> [Material for this task]:
━━━━━━━━━━━━━━━━

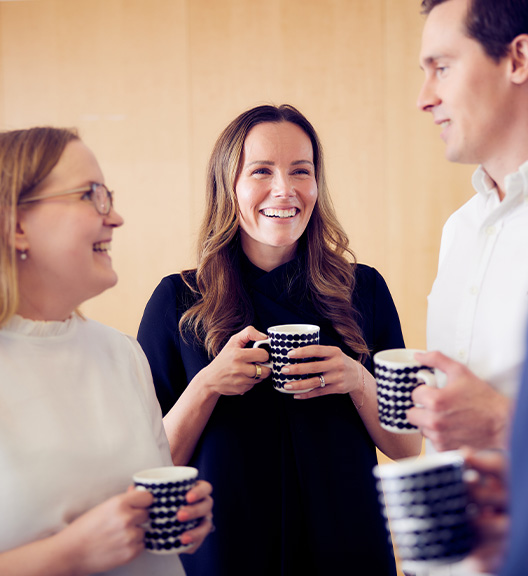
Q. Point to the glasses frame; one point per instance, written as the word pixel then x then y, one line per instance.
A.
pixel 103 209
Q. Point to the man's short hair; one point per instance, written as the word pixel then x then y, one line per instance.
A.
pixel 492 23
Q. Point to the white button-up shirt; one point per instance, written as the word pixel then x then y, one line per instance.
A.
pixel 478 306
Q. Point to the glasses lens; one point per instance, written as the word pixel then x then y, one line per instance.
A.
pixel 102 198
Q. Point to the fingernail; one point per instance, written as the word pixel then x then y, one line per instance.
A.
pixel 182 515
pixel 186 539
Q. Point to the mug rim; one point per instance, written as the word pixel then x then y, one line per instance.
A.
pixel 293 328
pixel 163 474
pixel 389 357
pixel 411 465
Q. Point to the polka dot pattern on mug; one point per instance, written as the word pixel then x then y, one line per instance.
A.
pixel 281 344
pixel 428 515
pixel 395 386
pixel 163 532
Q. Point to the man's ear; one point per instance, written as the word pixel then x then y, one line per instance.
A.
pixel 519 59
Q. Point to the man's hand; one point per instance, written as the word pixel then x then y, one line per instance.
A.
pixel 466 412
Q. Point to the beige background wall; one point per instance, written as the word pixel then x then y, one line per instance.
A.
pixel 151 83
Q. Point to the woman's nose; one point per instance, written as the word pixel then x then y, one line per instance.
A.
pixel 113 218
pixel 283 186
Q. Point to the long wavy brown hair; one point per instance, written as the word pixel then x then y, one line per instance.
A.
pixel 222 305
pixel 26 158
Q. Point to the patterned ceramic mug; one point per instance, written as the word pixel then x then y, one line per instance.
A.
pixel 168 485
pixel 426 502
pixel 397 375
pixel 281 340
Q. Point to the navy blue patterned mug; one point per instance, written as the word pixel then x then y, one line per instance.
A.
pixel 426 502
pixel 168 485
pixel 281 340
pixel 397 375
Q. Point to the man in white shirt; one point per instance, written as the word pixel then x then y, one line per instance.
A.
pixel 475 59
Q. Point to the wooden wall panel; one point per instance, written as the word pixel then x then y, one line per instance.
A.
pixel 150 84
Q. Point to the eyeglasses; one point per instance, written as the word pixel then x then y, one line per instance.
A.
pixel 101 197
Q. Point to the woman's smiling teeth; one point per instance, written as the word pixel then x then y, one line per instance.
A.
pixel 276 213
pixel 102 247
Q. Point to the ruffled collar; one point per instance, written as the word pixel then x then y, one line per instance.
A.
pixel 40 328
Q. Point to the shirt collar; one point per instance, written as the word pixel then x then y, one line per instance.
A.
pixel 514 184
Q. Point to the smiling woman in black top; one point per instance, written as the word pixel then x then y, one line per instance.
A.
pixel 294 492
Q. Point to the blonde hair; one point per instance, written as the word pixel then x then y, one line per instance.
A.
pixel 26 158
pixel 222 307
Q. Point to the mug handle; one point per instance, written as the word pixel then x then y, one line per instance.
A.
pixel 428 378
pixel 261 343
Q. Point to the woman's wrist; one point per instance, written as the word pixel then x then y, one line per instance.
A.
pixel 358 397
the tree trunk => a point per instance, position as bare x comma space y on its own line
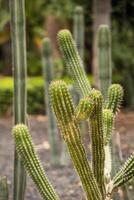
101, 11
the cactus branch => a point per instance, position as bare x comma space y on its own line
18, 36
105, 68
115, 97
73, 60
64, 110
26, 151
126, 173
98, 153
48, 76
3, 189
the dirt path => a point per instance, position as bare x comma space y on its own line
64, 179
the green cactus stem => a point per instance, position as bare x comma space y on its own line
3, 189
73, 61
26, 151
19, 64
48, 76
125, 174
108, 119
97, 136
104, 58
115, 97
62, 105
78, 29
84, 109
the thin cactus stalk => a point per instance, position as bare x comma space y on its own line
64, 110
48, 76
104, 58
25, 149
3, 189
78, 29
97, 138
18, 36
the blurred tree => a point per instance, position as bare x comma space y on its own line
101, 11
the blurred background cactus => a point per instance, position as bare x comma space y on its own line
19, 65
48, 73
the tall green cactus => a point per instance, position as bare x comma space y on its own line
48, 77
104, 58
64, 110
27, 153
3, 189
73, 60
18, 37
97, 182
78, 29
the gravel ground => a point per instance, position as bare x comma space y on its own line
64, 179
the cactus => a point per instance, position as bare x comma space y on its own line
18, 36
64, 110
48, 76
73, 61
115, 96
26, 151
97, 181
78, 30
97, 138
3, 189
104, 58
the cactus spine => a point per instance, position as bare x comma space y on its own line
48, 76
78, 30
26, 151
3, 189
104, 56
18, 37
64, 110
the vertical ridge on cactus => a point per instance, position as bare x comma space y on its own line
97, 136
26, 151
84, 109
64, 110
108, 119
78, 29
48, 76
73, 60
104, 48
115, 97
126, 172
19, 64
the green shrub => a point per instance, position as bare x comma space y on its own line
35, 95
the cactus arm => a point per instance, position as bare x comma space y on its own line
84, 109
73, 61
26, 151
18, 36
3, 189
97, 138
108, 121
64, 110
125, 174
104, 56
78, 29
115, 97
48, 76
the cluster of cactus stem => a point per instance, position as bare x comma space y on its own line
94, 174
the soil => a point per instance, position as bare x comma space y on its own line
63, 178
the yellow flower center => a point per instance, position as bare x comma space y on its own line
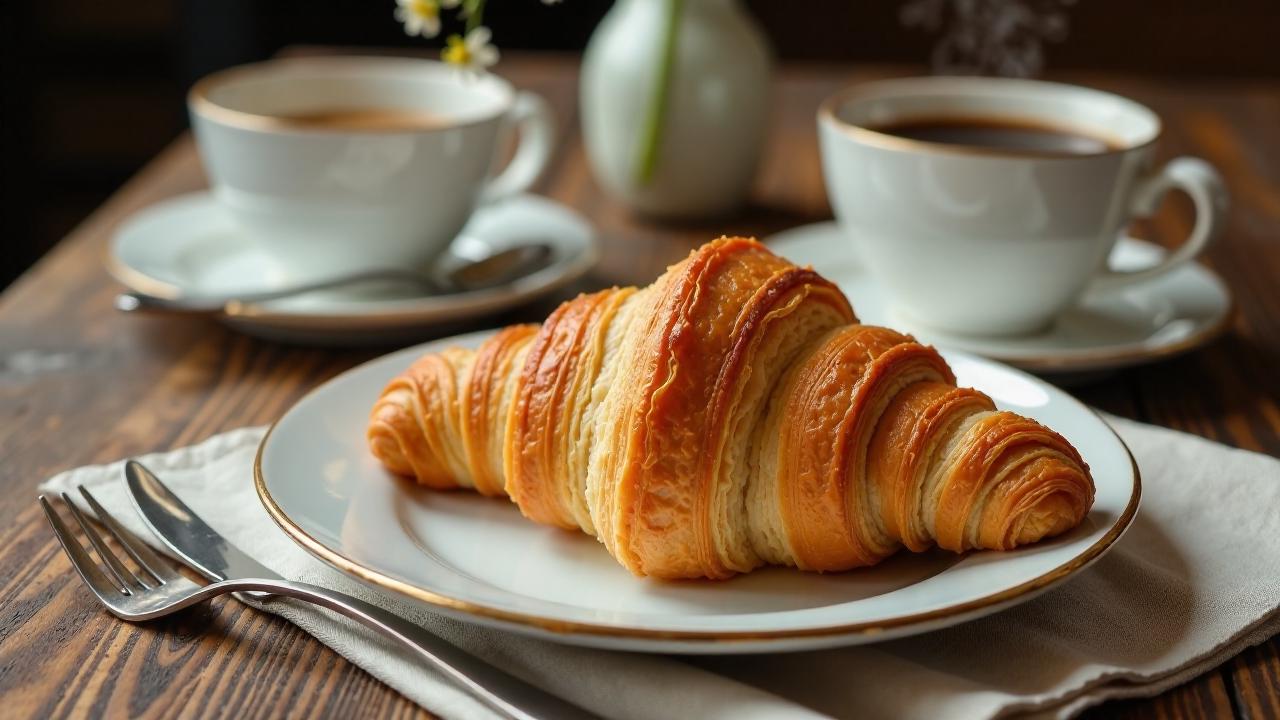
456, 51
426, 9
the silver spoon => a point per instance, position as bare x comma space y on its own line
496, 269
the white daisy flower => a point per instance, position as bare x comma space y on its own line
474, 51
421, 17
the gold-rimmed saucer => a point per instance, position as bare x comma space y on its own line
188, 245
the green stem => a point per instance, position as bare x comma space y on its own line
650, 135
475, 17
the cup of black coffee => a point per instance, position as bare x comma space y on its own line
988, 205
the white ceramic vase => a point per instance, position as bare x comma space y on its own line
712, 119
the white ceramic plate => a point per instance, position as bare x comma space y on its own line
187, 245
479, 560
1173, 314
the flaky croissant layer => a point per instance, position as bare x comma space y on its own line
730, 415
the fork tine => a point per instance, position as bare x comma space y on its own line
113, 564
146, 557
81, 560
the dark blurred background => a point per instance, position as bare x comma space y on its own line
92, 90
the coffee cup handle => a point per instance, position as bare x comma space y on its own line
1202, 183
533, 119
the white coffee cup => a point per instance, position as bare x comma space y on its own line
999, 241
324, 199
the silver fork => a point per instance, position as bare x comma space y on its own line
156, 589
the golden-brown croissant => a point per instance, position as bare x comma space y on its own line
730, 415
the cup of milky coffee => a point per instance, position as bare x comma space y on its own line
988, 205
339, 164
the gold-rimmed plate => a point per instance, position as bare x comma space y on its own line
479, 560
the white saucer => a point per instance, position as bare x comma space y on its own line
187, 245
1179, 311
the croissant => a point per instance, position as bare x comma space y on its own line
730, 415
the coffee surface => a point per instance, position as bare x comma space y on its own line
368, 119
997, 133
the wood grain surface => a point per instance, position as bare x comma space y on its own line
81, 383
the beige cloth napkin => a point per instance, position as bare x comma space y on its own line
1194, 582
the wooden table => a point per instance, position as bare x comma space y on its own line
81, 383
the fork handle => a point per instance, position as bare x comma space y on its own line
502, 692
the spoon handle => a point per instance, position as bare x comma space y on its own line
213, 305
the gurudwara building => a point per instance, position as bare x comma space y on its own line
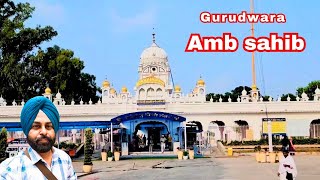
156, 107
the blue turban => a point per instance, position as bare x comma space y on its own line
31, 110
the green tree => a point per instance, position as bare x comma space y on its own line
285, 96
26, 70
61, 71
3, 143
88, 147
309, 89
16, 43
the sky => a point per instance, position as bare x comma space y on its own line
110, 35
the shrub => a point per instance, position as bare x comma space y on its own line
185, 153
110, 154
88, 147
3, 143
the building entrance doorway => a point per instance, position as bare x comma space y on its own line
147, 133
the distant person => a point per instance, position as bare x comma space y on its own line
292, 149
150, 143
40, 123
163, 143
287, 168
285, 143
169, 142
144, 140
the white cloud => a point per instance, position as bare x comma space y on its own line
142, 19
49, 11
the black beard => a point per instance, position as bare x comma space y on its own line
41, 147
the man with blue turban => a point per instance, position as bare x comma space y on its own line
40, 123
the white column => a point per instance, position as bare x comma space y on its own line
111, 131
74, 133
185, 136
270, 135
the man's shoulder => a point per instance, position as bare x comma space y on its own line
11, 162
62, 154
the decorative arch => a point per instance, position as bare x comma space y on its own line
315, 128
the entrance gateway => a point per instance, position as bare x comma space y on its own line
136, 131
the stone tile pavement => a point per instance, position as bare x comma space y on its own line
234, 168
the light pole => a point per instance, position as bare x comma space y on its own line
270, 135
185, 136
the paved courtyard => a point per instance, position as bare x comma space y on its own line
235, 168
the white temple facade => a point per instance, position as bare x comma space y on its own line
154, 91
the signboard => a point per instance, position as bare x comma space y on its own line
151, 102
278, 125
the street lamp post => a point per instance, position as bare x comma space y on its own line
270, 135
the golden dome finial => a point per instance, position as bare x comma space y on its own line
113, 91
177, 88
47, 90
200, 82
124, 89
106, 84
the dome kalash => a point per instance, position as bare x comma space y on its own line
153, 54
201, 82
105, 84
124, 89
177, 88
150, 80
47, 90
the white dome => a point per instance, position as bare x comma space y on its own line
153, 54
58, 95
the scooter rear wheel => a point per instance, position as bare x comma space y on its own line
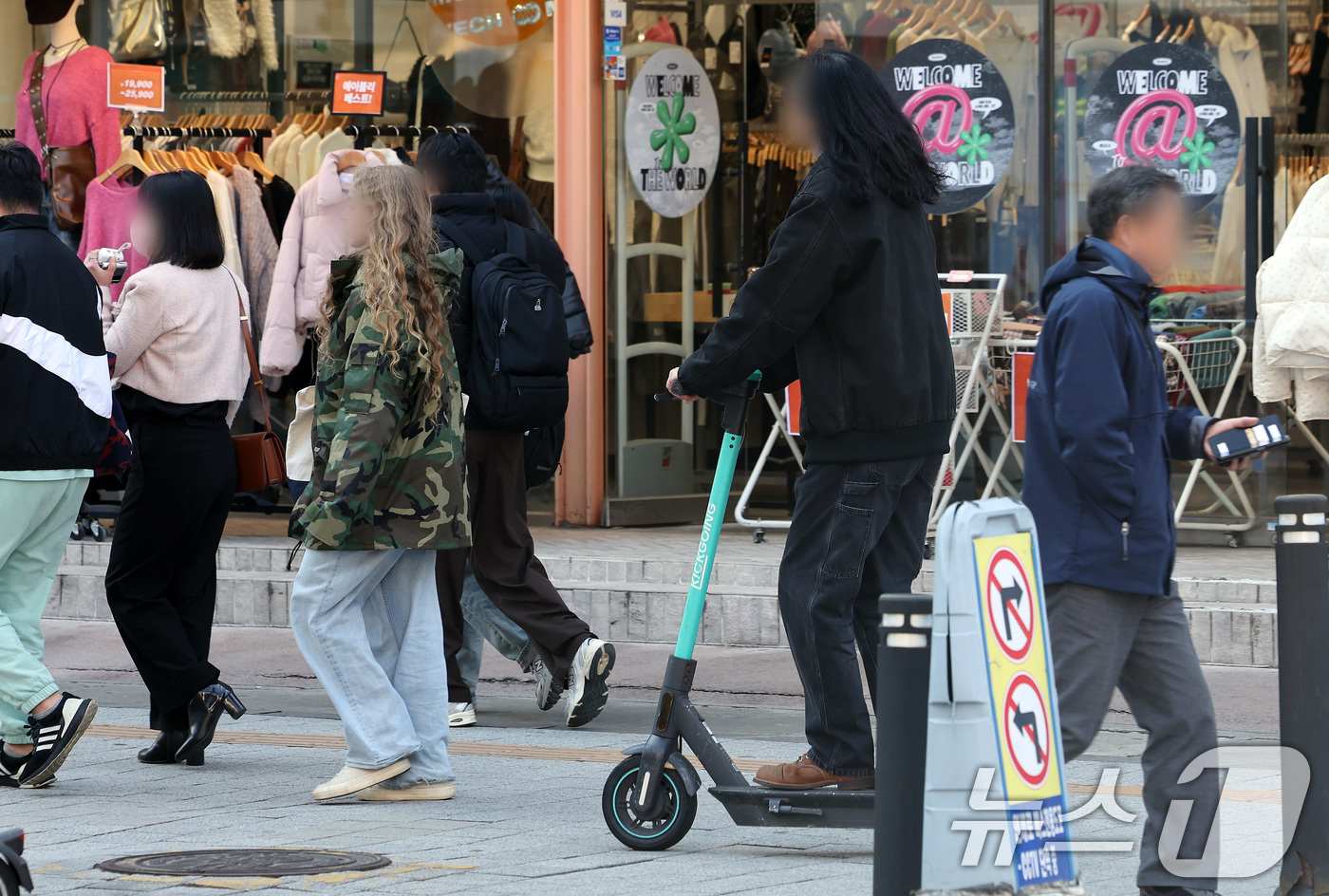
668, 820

━━━━━━━━━━━━━━━━

> [What you are asked to do]:
Search the material above for the string "woman". Show every line that holds it.

> [Output below]:
Q. Point to the woman's nose; one point per instance, written as the word pixel then x then y, one line per instance.
Q. Point to the woman's smiling teeth; one point per instance, written as the word pixel then x then y, one line per instance.
Q. Point to the smiling woman in black top; one point per instance, written as the word pixel then x then y, one line per instance.
Q. Point to the woman's wrist; one point per instance, written as the word pixel then x then y, one line per instance.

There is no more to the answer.